# Dataset
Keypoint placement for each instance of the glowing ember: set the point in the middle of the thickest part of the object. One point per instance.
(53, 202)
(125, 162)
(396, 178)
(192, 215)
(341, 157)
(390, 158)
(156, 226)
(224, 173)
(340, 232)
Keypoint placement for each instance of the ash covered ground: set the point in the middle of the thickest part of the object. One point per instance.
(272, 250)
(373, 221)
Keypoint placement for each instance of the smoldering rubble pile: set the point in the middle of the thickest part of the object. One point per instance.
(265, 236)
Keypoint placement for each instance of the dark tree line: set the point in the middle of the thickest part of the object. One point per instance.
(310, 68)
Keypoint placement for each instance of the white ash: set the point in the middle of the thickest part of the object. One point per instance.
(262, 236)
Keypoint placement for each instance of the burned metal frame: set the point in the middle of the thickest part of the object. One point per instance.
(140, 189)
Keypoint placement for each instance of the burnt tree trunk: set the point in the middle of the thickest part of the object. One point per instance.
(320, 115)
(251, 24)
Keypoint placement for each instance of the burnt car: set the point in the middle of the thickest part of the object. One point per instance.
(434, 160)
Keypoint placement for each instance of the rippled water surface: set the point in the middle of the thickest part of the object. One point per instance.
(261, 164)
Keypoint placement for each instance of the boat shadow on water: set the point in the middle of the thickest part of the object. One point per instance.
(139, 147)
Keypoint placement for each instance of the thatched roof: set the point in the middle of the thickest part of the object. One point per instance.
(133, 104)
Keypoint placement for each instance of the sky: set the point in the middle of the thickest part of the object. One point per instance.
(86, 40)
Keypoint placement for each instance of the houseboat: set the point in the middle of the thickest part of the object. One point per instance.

# What the task asks
Each line from the one containing "Keypoint placement for each instance of the burnt car: set" through the end of the material should be restated word for word; leave out every line before it.

# Response to this exercise
Keypoint placement for each instance of the burnt car: set the point in the middle of the thickest part of the object. One point per instance.
(434, 160)
Keypoint placement for each instance of the rippled water surface: set the point in the middle of the thickest part of the object. One point per instance.
(261, 164)
Keypoint placement for each instance of the boat shadow on water: set the point in the middle of the thickest part of the object. One point per instance.
(139, 147)
Keypoint placement for each instance of the thatched roof: set the point in the middle of the thickest part of the object. One point per instance.
(133, 104)
Keypoint placement for each instance of the sky: set the point in the middle of the thickest part of the object. One point per instance.
(86, 40)
Keypoint placement for each instance of the houseboat: set the point in the middle of the thickest part of the object. One point per instance.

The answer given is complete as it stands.